- EXTRACT TO READ
-- START --

Kevin Lyon

Getting Your Head in the Cloud: 5 Tips on Distributed Data and Discipline

Our institution recently (generously/mercifully) provided the entire university access to Box.com, an unlimited online cloud storage solution. While many in our office were already pro subscribers of Dropbox or Office 365/OneDrive, the addition of an officially available solution for all faculty, staff, and students opened many, many opportunities—but brought a few challenges as well.

Some of the users we’ve worked with following the release were already familiar with cloud storage solutions, which also means they are well aware of the “data discipline” required when you have near limitless (or in our case, actually limitless) storage that can span across physical hardware setups and locations. However, some who were new to this, or just those who—let’s just say “have trouble with cleaning up” their files—needed a bit of a primer on data discipline and how to avoid the digital dumping ground.

This project has also come into focus for us as we begin exploring using a Learning Object Repository (LOR) that could one day be shared with various departments and faculty across the university.

Data Discipline here refers to having a sense of logical order and maintenance for the files stored in these locations—and actually sticking to that disciplined approach to that data. For both a cloud storage site and an LOR, finding what you need and making use of it is the paramount objective, and that becomes impossible when the root folder (the “home” or “first” location upon opening the site) is hosting all the individual files, or worse, multiple copies of these files.

-- END --

- STATED TASK A
Which groups of people does the article on data discipline in cloud storage say gained access to the university's officially available storage solution? List them all.
- STATED TASK B
Write what comes next in the article on data discipline in cloud storage, picking up right after its final sentence.

- DATA EXTRACT
-- START --

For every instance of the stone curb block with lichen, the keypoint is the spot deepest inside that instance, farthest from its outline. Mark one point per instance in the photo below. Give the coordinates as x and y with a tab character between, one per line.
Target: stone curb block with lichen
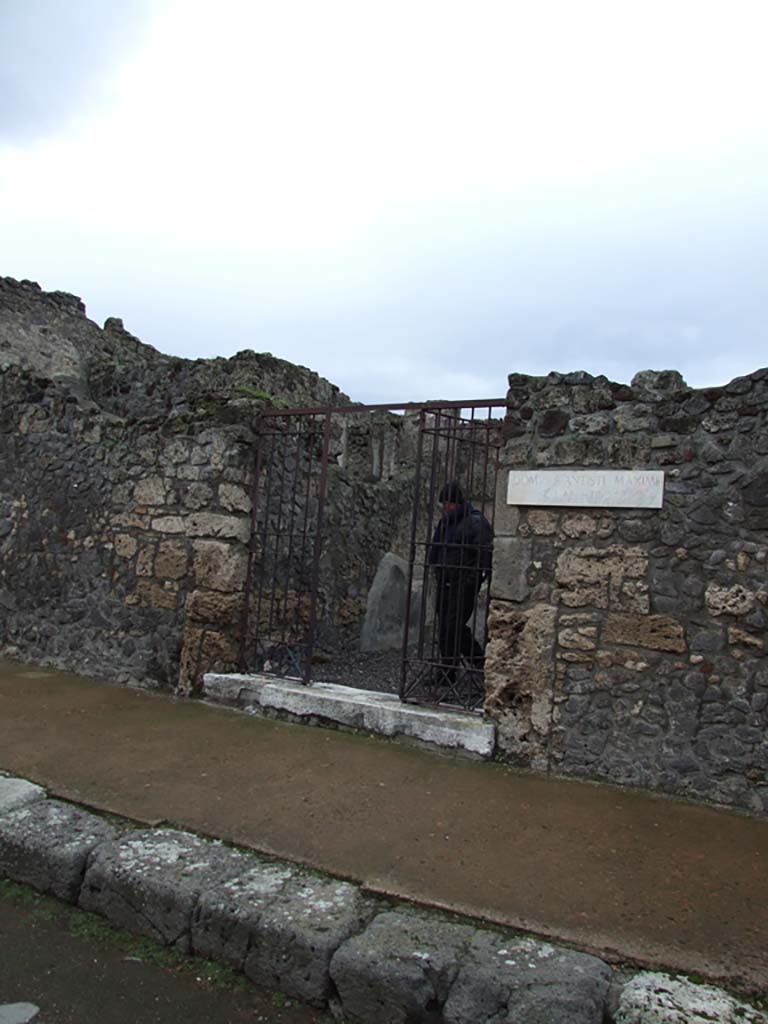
312	937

-- END --

- WRITTEN REPLY A
Faculty, staff, and students.

- WRITTEN REPLY B
The points below provide a good place to start (i.e. this is not an exhaustive list) for setting up your own cloud storage site or any shared repository.

Folders are your friends

Chalk this up to my firm belief in “a place for everything, and everything in its place,” but folders can rarely be overused.

While some might argue that you should set up any of these shared repositories to use as few clicks as possible, that isn’t always possible, and really depends on the kinds of information being shared within the repository.

I am not suggesting that each file has its own folder, but each kind of file or project should be separate from items that are unrelated. Pictures go in the pictures folder marked by event or date, documents go in the document folder by time, date, or other identifier, music goes in by artist and album, etc.

Coupled with a version control system, this helps to make sure that users are finding the project or document they need without having to dig through multiple copies of the files or unrelated versions or files. Nobody likes having to determine if fileFINAL.doc is more correct than fileFINALFINAL.doc or fileFINALFINALFINAL.doc. Version control or an archive folder can remedy this.

Version control with an iron fist

While I already discussed version control in the last point, it is worth stressing on its own.

Version control means that as you make an update to a file or set of files, those changes override older versions of the document (though often retains some access to the original versions that came before, in case you need to revert). Automatic systems do this by appending a version number after anything gets edited, which means you can also choose to go back to any earlier versions sans-edits.

Manually controlling these versions might look like appending a date of some kind onto the file, or giving your own version control numbers. Almost as important as the numbering scheme is using an archive folder to move the older versions into to make sure they are not living alongside the main version. Moving the older versions into an archive within that subfolder means that users who need access to earlier versions know exactly where to look for them, and the users who just need the most recent version see that before anything else (in the next item, we will look at controlling access to folders too, since some users won’t need to see the archive at all).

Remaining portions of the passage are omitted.